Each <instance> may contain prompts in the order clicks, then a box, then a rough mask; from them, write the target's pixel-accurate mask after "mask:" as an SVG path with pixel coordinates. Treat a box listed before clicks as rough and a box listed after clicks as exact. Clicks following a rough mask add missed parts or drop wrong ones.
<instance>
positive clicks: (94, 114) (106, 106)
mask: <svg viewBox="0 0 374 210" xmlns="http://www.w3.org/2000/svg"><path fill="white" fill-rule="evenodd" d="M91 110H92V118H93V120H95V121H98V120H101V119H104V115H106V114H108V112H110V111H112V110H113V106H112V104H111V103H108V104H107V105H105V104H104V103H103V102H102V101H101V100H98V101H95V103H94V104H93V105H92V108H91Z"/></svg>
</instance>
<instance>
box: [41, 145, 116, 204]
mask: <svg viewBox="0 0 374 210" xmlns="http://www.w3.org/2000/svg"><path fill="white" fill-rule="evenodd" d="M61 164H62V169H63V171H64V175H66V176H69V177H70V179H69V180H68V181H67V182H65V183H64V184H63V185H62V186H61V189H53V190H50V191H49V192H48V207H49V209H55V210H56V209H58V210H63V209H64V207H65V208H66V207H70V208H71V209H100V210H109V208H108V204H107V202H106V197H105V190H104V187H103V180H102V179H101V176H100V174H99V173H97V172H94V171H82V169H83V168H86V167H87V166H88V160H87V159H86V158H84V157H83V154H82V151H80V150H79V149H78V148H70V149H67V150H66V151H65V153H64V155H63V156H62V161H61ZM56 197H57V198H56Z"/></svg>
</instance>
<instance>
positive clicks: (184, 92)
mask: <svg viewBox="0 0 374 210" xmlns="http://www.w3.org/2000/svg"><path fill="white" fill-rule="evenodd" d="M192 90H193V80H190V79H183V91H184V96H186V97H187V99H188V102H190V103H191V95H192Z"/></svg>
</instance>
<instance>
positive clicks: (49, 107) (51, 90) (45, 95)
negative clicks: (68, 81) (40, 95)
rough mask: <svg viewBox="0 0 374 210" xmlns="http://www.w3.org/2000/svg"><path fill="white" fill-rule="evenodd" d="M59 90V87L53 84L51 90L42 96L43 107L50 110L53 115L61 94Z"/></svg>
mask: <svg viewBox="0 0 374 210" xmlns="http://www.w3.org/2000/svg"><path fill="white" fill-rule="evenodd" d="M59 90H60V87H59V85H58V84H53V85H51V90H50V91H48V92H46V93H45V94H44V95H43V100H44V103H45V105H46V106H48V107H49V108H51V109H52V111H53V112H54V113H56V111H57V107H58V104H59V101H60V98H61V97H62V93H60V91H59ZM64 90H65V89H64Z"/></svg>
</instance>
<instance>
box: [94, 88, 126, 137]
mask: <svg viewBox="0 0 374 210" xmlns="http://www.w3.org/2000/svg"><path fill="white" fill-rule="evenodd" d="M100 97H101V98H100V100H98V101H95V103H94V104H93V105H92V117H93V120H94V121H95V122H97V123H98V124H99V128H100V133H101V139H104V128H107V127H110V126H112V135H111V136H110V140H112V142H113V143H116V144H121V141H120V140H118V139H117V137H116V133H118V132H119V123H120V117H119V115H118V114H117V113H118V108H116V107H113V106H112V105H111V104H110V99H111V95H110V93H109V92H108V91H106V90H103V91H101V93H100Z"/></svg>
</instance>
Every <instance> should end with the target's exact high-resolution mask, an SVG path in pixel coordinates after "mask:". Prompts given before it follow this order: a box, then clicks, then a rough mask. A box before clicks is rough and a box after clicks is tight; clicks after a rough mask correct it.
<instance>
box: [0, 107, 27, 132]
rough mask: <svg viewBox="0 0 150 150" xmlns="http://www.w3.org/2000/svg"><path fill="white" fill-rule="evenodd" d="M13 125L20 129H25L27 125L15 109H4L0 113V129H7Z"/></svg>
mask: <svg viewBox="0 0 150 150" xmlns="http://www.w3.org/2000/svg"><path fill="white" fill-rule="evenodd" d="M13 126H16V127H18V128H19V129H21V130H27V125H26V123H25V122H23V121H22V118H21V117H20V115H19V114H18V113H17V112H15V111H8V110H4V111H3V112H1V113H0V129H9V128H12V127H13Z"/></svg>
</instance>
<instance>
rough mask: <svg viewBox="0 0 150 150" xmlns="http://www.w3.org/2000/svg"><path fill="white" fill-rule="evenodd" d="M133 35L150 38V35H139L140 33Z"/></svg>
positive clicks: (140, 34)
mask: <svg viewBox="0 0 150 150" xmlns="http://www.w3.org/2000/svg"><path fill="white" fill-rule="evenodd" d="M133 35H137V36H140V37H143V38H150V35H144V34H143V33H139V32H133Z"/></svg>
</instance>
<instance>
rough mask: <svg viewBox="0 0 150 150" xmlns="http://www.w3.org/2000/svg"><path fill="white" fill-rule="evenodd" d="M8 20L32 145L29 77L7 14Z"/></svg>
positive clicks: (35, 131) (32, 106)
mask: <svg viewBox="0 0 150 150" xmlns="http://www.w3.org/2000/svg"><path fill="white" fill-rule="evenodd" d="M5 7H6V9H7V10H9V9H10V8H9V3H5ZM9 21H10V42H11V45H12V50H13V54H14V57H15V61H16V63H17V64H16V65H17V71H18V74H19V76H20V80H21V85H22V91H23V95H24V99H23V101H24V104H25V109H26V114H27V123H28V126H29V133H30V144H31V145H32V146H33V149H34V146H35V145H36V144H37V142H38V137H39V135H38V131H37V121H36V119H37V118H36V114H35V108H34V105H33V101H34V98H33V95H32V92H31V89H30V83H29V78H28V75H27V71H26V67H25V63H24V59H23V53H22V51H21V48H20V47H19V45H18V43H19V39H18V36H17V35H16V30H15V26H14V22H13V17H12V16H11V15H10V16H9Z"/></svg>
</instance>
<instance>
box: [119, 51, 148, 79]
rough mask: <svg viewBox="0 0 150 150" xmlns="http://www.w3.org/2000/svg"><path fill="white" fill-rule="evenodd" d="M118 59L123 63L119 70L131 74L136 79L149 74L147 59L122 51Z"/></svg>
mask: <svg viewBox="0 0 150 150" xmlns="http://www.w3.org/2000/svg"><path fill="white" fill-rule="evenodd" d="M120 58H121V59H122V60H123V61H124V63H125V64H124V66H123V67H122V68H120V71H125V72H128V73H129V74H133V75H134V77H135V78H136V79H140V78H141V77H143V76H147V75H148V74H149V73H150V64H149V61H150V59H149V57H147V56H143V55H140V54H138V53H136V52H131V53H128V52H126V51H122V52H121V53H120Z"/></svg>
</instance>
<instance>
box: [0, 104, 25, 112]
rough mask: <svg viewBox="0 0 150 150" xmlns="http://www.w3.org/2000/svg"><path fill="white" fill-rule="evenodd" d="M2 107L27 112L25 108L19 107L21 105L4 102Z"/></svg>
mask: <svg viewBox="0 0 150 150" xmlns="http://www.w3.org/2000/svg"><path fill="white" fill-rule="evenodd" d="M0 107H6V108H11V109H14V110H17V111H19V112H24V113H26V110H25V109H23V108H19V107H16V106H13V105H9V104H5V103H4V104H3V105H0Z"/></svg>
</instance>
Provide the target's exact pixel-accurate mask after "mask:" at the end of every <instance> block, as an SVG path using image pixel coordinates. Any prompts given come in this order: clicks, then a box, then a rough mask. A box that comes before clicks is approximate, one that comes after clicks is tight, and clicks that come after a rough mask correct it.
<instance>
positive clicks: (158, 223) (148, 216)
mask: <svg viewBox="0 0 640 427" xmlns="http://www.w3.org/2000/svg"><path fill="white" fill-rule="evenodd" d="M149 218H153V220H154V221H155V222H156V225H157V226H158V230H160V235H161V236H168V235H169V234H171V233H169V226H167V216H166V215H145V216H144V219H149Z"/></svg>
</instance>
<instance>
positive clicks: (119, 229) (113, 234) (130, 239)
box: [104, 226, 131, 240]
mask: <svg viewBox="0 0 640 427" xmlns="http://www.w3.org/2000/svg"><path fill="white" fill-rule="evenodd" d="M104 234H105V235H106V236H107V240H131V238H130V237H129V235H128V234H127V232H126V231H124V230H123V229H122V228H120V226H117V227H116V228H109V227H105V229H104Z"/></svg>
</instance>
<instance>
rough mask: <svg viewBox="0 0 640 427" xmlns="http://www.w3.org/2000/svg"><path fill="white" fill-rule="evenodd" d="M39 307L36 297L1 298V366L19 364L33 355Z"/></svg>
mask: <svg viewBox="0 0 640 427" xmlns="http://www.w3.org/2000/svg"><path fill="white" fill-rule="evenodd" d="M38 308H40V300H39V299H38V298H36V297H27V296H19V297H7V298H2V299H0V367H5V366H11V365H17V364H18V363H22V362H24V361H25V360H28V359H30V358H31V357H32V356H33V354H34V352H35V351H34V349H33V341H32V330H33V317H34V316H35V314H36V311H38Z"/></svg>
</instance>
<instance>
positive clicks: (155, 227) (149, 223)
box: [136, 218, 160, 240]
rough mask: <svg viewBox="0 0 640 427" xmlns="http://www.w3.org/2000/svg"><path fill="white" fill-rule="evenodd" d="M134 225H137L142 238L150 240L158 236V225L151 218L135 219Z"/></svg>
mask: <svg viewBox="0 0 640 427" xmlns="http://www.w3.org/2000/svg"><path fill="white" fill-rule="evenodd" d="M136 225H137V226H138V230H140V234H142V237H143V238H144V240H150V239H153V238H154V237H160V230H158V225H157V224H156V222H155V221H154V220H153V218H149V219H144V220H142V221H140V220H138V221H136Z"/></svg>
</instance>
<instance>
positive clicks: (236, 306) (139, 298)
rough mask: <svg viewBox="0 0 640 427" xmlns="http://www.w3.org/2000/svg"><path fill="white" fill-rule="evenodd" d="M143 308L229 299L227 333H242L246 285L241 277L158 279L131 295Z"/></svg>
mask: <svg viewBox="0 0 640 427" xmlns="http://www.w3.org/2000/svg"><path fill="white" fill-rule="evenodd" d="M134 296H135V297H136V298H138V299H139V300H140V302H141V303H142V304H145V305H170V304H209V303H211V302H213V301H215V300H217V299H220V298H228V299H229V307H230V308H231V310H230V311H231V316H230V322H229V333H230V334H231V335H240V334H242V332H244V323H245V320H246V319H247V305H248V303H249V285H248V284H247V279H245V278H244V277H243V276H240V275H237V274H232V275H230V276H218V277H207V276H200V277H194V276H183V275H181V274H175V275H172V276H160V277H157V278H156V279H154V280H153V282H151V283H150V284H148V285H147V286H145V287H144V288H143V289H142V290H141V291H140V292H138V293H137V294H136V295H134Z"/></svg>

#####

Return every line of the listing above where "accurate" appears.

Each <instance> may contain prompts in the order clicks, then a box, then a rough mask; from them, write the target's pixel-accurate mask after "mask:" as an SVG path with pixel coordinates. Treat a box listed before clicks as rough and a box listed after clicks as exact. Clicks following a rough mask add missed parts or drop wrong ones.
Provide the target's exact pixel-accurate mask after "mask:" at the end of every <instance> block, as an SVG path using image pixel coordinates. Any prompts given come in this order: clicks, then a box, then a rough mask. A box that comes before clicks is approximate, one that comes after clicks is tight, and clicks that come after a rough mask correct it.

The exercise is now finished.